### Excerpted data
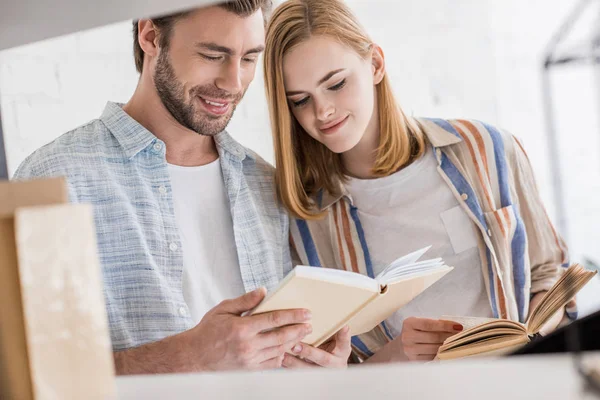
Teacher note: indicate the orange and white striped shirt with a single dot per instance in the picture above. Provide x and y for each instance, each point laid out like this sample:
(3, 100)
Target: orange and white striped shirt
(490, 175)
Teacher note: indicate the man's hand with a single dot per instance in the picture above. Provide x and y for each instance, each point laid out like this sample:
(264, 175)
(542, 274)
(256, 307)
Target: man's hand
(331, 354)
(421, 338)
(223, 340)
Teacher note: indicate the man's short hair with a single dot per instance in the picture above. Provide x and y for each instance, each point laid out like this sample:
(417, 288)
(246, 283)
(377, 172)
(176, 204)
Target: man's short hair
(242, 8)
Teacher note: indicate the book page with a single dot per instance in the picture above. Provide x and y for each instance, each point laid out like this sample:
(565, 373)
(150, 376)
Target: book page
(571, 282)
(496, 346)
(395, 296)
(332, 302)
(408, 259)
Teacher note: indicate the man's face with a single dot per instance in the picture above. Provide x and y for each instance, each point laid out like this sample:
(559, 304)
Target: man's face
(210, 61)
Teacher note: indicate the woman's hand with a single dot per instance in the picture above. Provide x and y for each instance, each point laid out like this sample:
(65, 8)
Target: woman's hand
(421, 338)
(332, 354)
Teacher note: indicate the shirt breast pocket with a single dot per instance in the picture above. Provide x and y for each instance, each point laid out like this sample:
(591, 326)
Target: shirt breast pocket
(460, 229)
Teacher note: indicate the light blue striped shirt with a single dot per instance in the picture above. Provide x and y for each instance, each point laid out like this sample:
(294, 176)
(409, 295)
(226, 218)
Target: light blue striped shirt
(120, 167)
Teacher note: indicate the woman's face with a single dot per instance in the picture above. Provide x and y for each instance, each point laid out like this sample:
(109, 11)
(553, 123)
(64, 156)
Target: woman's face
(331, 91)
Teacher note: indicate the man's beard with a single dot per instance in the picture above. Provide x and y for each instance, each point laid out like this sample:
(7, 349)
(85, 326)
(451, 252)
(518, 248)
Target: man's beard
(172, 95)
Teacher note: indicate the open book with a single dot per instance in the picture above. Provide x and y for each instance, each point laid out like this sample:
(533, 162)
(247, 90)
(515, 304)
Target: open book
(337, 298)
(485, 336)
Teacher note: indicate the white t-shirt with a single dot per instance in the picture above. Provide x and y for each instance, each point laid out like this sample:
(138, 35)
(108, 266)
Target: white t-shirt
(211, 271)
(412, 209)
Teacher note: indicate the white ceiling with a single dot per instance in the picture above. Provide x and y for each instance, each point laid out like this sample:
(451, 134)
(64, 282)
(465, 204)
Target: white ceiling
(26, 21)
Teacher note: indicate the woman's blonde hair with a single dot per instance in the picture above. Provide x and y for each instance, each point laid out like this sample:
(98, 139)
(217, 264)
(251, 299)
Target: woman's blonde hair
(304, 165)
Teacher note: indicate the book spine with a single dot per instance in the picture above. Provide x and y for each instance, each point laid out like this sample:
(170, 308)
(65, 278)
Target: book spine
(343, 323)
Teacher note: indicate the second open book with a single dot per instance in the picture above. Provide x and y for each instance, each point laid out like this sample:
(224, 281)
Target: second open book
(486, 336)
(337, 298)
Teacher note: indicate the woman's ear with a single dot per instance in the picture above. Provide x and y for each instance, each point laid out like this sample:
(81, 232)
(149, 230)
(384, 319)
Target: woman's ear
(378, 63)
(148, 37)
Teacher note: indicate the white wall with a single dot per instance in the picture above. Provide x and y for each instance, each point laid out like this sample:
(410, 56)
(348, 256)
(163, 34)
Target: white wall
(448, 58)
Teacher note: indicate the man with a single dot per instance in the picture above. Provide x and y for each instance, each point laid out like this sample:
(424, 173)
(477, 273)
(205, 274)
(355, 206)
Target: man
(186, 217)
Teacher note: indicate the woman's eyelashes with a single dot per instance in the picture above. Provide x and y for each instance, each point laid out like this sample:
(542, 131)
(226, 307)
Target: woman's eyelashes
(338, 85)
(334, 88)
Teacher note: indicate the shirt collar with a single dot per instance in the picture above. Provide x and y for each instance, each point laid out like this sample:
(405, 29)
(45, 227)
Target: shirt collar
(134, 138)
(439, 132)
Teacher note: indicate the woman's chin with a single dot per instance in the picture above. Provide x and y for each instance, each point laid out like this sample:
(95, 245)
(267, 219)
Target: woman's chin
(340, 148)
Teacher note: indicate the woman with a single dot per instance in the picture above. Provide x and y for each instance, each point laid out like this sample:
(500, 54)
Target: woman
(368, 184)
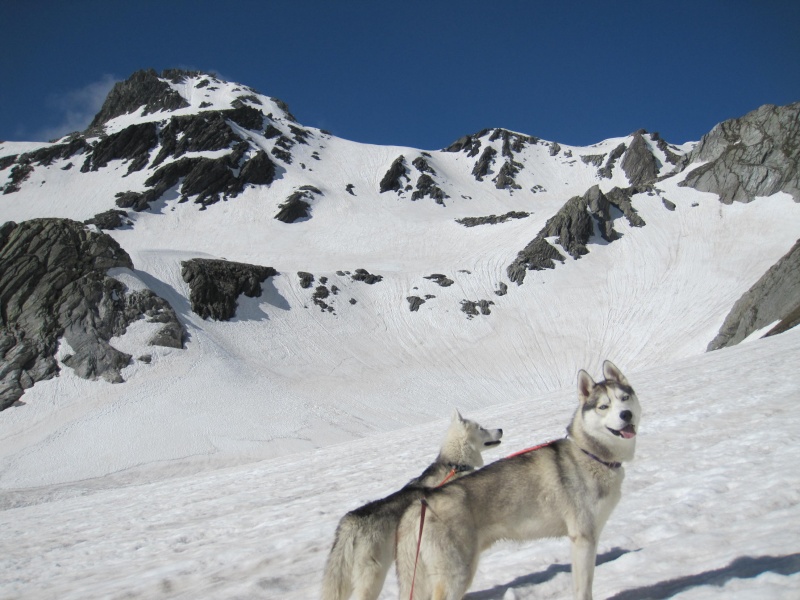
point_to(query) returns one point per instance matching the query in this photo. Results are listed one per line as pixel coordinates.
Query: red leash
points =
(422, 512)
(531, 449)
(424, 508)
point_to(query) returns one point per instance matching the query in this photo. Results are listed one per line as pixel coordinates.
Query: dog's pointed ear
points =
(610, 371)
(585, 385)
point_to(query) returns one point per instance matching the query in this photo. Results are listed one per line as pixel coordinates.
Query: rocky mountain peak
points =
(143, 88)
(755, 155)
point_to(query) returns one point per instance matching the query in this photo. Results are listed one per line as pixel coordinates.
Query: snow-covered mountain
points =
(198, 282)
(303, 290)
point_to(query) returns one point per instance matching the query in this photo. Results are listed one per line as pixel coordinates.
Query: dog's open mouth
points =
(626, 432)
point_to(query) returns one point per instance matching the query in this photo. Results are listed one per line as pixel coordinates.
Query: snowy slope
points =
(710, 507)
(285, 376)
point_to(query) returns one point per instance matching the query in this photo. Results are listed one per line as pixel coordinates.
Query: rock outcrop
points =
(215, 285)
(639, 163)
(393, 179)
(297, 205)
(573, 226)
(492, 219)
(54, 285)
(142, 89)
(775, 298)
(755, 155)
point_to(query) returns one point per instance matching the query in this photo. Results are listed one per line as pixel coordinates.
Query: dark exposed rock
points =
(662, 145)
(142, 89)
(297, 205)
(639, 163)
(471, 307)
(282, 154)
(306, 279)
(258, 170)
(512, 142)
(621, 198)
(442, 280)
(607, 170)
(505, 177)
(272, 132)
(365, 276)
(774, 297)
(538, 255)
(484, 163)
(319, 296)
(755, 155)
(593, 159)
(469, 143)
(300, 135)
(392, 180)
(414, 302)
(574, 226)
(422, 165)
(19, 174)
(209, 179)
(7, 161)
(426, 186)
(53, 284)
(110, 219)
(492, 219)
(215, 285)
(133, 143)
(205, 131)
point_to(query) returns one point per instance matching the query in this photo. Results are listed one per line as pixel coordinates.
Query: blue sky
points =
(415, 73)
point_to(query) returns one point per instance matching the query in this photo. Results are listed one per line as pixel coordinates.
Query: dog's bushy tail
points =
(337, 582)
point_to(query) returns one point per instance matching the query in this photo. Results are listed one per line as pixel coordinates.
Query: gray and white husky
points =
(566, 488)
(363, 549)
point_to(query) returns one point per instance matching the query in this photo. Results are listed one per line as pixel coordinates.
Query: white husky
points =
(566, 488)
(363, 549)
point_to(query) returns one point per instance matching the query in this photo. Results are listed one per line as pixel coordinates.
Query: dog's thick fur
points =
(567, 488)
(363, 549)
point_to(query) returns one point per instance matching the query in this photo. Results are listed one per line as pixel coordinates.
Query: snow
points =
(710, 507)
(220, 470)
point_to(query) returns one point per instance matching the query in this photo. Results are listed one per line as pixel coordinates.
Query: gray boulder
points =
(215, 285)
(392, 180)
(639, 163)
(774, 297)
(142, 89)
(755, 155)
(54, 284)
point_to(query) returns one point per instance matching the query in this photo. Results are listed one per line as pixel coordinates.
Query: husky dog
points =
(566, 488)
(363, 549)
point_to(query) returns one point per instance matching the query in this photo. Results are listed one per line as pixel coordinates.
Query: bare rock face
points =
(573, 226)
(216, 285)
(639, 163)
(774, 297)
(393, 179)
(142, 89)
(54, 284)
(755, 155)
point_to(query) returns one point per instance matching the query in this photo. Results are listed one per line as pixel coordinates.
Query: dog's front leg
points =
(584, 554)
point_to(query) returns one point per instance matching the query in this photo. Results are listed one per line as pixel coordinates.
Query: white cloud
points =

### Problem
Go through the items above and copy out every line that contains the word "eyelashes", leaving each line unchanged.

### Expected output
Teacher note: indicate the woman's eyelashes with a single dot per instance in the picture above. Provide x and y for each instance, each point laid out like this sample:
Target: woman's eyelashes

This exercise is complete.